• GIVEN REQUEST:
Reproduce every line of the material below word for word, keeping the original order.

• • • •

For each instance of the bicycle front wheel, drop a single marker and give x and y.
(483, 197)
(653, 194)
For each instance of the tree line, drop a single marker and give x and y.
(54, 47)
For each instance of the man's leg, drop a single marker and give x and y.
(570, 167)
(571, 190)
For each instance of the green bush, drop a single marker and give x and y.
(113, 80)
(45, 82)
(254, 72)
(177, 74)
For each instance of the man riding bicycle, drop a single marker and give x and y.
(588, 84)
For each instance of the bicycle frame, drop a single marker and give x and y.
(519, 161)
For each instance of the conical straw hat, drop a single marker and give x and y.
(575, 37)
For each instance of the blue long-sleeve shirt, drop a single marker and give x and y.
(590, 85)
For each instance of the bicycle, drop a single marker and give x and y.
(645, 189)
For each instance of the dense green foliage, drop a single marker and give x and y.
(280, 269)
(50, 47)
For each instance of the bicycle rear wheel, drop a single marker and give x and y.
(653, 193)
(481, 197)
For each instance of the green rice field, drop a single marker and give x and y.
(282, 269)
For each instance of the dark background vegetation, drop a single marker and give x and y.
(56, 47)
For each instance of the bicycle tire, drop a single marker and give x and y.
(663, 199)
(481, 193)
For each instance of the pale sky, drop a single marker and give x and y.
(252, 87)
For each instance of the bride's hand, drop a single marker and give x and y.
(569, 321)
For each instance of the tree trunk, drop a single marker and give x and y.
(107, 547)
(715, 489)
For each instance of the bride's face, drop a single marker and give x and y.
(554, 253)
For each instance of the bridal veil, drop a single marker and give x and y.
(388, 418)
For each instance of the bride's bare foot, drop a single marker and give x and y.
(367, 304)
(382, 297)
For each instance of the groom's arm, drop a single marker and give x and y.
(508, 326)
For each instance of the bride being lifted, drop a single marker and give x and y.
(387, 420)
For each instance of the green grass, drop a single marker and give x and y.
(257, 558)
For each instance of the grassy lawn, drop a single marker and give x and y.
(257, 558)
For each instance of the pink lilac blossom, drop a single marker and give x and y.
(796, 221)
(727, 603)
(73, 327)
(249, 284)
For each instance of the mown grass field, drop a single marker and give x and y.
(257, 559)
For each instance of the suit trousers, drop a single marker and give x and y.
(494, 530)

• • • •

• FINAL RESULT:
For each instance of the bicycle front wheel, drop a single marker and give x and y.
(483, 197)
(653, 194)
For each instance of the tree line, drop a single marker and give x and y.
(54, 47)
For each instance of the man's leg, drop a single marker and give x and y.
(570, 167)
(571, 190)
For each instance of the green bush, drop a single marker and give x and y.
(113, 80)
(45, 82)
(254, 72)
(177, 74)
For each instance of the man riding bicycle, drop a single marker and give x and y.
(588, 84)
For each instance of the bicycle frame, drop a single marker and give x and y.
(519, 161)
For each instance of the conical straw hat, drop a single marker and give x and y.
(575, 37)
For each instance of the blue long-sleeve shirt, drop a single marker and give x and y.
(590, 85)
For each instance of the bicycle, drop a single marker and give x and y.
(645, 189)
For each instance of the dense green foliage, drop a single marker and give x and y.
(280, 269)
(50, 47)
For each instance of the bicycle rear wheel, drop a single marker and give x and y.
(653, 193)
(481, 197)
For each instance of the green rice field, drop a single marker and give x and y.
(282, 269)
For each instance of the dark background vegetation, drop a single marker and give x and y.
(56, 47)
For each instance of the bicycle tire, drop a single marker and give x and y.
(663, 199)
(481, 193)
For each instance of the pale sky, drop a single marker and give x and y.
(252, 87)
For each instance of the bride's hand, drop a single marker and give x and y.
(569, 321)
For each instance of the tree trunk, drop a single marker and give x and y.
(107, 547)
(715, 489)
For each instance of the bride's face, drop a single marker and give x and y.
(554, 253)
For each instance of the bridal veil, drop a single marker and give x and y.
(388, 418)
For each instance of the bride's bare foot, drop a single marker and give x and y.
(367, 304)
(382, 297)
For each instance of the groom's arm, drop a single marker and give x and y.
(508, 326)
For each instance of the bride being lifted, drop a single marker and give x and y.
(387, 420)
For each instance of the green grass, drop a single marker and give x and y.
(257, 558)
For each instance of the grassy lawn, drop a single marker and give x and y.
(257, 558)
For each instance of the pink lilac blossom, drop a single marker and give x and y.
(796, 221)
(727, 603)
(73, 327)
(249, 284)
For each instance of the mown grass field, drop a single marker and give x and y.
(257, 559)
For each instance of the suit trousers, drop a single marker and give x and y.
(494, 530)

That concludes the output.